### Reading text ###

AC/DC Module Updates

For users of the AC/DC Module, COMSOL Multiphysics® version 5.5 offers updated Electric Currents in Shells and Electric Currents in Layered Shells interfaces, a Lorentz Coupling multiphysics coupling for modeling electroacoustic transducers, and a hard magnetic materials library with about 50 sintered NdFeB grades (Chinese standard). Learn about all of the AC/DC Module updates in more detail below.

Electric Currents in Shells and Electric Currents in Layered Shells Interfaces

The new (layered) shell interfaces are an evolution of the previously available Electric Currents, Layered Shell and Electric Currents, Shell interfaces, with a focus on better usability and robustness. Modeling of both nonlayered shells, as well as layered shells, has become more streamlined with improved integration to other physics (multiphysics).

For layered shells, the physics interface models the shell’s boundary selection in 3D, as well as an extra dimension that points in the shell’s normal direction. This way, you can model both tangential and normal electric fields inside the shell, and as a result, you can use the interface to model conductors and dielectrics for Stationary, Time Dependent, and Frequency Domain studies. Combining either the MEMS Module or Structural Mechanics Module with the Composite Materials Module, this allows for modeling piezoelectric materials in layered shells.

You can see these new interfaces in the following models:

Two side-by-side models of the electric potential in a bracket that look very similar, but were created using two different techniques. Bracket model comparison: Solid vs. shell Direct comparison between the solid (left) and shell description (right) of the same bracket. The results plot shows the electric potential.

Lorentz Coupling Multiphysics for Electroacoustic Transducers

The Lorentz Coupling multiphysics coupling supports a two-way coupling between the Magnetic Fields and the Solid Mechanics interfaces. The Lorentz force is determined by computing the cross product of the current density (J) and the magnetic flux (B) inside of a domain. This force is then applied as a volumetric force on the mechanics side. At the same time, the velocity is taken from Solid Mechanics and applied in the Magnetic Fields interface as a Lorentz velocity term. This type of multiphysics coupling has been available in earlier versions of the AC/DC Module but is now much easier to define. The feature is intended for conductive, nonmagnetizable domains, such as copper coils. When combined with the Acoustic-Structure Boundary multiphysics coupling, this allows for easier modeling of electroacoustic transducers. It is available in 2D and 3D, for Time Dependent, Frequency Domain (Perturbation), and Eigenfrequency analyses.

You can see this feature demonstrated in the following models:

The Lorentz Coupling is used in COMSOL Multiphysics to model a loudspeaker driver; the Settings window shows the coupling setup and the Graphics window shows the model. Using the Lorentz Coupling to model a loudspeaker driver The Lorentz Coupling used in the loudspeaker driver model to couple the Magnetic Fields and Solid Mechanics interfaces.

### Data lines ###

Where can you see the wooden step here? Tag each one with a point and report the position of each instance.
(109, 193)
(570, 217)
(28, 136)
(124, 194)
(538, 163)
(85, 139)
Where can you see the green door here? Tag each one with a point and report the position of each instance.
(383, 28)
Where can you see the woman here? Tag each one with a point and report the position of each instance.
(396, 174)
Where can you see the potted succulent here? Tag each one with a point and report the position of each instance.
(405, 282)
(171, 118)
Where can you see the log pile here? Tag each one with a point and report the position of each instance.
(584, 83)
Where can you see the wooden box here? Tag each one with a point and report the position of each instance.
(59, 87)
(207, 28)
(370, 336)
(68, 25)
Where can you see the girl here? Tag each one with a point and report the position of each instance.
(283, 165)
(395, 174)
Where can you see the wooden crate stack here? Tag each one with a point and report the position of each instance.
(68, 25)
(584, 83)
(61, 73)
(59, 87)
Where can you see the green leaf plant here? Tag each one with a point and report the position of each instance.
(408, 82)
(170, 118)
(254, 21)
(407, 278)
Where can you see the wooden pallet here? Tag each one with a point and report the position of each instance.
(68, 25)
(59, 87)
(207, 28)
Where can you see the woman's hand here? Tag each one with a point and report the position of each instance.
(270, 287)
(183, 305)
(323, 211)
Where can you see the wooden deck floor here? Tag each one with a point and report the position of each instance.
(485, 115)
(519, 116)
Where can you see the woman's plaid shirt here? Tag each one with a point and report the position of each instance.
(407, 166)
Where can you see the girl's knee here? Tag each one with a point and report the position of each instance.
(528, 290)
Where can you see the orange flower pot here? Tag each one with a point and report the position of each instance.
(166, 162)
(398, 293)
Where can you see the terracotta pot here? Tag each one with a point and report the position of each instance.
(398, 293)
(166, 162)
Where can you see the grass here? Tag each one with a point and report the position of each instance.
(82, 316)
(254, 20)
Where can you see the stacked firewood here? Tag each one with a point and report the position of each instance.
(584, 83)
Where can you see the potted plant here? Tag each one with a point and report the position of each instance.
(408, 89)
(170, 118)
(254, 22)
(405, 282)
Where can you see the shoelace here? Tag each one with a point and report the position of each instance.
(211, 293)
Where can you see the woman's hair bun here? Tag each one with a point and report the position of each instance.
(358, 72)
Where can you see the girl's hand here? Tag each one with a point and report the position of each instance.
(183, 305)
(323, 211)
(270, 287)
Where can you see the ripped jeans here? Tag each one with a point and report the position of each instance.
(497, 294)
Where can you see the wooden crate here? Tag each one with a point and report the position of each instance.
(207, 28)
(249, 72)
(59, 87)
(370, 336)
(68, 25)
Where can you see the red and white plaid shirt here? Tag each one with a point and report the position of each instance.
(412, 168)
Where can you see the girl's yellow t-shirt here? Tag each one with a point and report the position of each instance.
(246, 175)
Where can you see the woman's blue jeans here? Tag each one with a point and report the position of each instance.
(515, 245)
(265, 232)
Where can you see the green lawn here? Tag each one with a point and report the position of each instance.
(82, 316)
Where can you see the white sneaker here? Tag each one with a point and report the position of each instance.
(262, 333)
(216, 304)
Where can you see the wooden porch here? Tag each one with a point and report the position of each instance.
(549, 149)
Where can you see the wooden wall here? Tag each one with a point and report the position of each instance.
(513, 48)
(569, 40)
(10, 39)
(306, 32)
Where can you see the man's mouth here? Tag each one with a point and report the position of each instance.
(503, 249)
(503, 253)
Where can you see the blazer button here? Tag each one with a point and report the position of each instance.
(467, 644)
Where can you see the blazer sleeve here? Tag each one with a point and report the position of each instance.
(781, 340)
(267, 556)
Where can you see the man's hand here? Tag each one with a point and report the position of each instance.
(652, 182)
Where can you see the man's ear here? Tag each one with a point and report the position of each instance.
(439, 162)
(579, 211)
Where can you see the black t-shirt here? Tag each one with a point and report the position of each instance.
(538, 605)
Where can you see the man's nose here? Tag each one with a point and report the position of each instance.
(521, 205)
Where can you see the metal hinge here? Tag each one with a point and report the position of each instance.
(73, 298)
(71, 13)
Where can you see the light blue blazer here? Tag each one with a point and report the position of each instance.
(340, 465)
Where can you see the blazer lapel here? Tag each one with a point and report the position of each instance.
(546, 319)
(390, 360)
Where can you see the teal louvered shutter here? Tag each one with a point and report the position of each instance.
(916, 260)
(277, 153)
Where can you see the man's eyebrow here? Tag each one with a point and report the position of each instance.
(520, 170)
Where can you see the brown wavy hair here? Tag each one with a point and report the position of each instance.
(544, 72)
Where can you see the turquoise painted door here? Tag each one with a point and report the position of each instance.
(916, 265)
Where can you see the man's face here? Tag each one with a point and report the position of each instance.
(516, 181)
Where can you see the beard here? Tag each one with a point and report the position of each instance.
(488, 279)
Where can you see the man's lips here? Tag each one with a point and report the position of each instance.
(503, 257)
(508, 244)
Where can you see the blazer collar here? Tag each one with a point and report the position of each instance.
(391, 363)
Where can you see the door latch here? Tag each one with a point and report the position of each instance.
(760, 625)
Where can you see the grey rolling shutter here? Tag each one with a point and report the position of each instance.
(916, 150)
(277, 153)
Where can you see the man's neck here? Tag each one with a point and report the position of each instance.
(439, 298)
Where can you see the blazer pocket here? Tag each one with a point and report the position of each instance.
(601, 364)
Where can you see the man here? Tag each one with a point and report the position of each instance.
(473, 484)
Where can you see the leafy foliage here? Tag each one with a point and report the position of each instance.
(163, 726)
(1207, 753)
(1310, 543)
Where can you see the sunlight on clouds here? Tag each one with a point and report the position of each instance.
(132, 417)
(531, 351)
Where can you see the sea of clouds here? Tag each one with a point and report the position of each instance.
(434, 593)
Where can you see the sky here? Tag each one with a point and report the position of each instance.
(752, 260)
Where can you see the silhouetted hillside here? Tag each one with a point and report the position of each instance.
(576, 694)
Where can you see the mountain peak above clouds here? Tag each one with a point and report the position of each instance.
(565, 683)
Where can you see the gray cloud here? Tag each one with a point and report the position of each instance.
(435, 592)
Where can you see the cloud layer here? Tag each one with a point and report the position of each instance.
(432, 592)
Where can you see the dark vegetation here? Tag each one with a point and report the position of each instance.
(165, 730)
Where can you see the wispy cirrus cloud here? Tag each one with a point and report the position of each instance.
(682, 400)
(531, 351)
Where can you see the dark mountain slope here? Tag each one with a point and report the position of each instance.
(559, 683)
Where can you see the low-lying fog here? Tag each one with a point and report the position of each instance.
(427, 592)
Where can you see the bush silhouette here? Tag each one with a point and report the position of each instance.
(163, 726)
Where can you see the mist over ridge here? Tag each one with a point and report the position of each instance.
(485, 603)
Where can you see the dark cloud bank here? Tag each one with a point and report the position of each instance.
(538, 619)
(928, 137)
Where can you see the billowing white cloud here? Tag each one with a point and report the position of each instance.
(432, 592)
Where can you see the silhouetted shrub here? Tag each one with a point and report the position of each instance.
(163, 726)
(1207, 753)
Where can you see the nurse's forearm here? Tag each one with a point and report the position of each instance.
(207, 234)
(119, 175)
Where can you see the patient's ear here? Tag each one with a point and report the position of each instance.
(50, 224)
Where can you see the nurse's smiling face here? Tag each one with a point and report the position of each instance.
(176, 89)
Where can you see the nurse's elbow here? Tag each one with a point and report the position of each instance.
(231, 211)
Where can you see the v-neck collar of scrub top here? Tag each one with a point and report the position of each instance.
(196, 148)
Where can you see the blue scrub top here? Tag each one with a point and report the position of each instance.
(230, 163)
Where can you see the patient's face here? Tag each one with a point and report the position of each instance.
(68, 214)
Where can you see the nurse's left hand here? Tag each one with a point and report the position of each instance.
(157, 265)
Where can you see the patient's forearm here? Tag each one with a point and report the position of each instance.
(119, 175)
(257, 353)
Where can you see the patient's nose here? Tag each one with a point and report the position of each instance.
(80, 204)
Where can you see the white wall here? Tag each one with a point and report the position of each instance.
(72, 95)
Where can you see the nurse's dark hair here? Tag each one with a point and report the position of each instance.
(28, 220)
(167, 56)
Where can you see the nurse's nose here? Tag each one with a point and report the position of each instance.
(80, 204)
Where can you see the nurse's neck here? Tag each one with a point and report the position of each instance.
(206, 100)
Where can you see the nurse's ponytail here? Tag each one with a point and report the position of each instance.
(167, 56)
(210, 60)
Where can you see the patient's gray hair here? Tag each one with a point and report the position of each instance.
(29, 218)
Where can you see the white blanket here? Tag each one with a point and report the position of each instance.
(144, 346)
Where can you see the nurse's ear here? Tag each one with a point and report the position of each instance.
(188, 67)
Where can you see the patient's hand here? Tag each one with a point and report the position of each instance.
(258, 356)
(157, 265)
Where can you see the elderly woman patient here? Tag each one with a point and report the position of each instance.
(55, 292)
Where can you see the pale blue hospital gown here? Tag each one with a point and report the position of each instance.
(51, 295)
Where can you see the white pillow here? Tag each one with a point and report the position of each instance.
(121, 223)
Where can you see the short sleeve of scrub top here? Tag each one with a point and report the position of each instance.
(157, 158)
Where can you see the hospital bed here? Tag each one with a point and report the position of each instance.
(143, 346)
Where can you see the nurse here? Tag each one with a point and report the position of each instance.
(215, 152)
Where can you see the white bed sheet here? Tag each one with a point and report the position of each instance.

###

## Exercise instructions
A. Count how many lines of the records contain the string "blue", treating uppercase and lowercase as different, and reply with the number alone.
B. Write the next part of the AC/DC Module updates page, picking up after its final sentence.
The text and the records were taken from unrelated sources.

## Answers provided
A. 4

B.
Hard Magnetic Materials Library for Permanent Magnets

About 50 sintered NdFeB grades, adhering to the Chinese standard, have been added to the AC/DC Module material library. The materials include N, M, H, SH, UH, EH, and TH grades, and are characterized by a typical value for the remanent magnetic flux density norm and the recoil permeability . The remanent flux density constitutive relation has been updated to support these new materials. Now, the magnitude of the remanent flux density is provided by the material, while the direction is specified in the physics settings. This allows for quick and easy modeling of devices with permanent magnets. By combining the materials together with a Material Switch feature, you can sweep over different grades to investigate the corresponding performance.

You can see these materials used in the following models:

The COMSOL Multiphysics UI with the Model Builder and Settings, Graphics, and Add Material windows open for a model built with the AC/DC Module. Using the Remanent flux density constitutive relation The Remanent flux density constitutive relation, as used in the Halbach Rotor model. On the right, the AC/DC branch of the Material Library is shown.

Material Property Enhancements

In addition to the new materials, numerous improvements have been added to the Constitutive Relations, material models governing magnetic, conductive, or dielectric properties. A utility application, B-H Curve Checker, allows you to investigate the quality, smoothness, and physical correctness of nonlinear magnetic curves. Imported data can be corrected and saved before use in a numerical model. The entire Nonlinear Magnetic materials library has been processed through this application to make sure that they are smooth, cross the zero point (that is, B equals zero when H is zero), and approach the physically correct asymptotic value for the incremental relative permeability (the relative permeability should approach 1 when the material becomes saturated). The user interface and section naming of the material models have also been improved and made more consistent across all interfaces within the AC/DC Module.

The user interface of a simulation application for analyzing an imported B-H curve with a ribbon menu at the top, data on the left, and plot on the right. B-H Curve Checker application The B-H Curve Checker application analyzes an imported curve (typically coming from a measurement or a material supplier) and converts it to something more suitable for numerical analysis.

Coil Improvements

Numerous small improvements have been added to the Coil feature. Support for spatially dependent conductivity has been added to the Domains > Coil feature when operating in single-conductor mode. The Accurate coil voltage calculation feature is now available for the Time Dependent study and has been made available for boundary coils in Frequency Domain and Time Dependent studies. The method to calculate the coil length for a circular coil has been improved with volumetric averaging for computing the coil length. It is no longer necessary to select a set of edges with the correct average length; only the edge directions matter.

The Coil feature settings are shown for a transformer model in COMSOL Multiphysics version 5.5. Using the Coil feature in a transformer model Coil domain, as used in a transformer model. The conductor model used is Homogenized multi-turn, which means the wires are not modeled explicitly. Instead, the coil is modeled as an anisotropic effective medium.

New AC/DC Model Wizard Tree

The physics interfaces in the AC/DC branch of the Model Wizard tree have been reorganized to allow for easier navigation. Important multiphysics interfaces that involve the AC/DC Module, but that have previously been available in other branches of the Model Wizard tree, have been included as well.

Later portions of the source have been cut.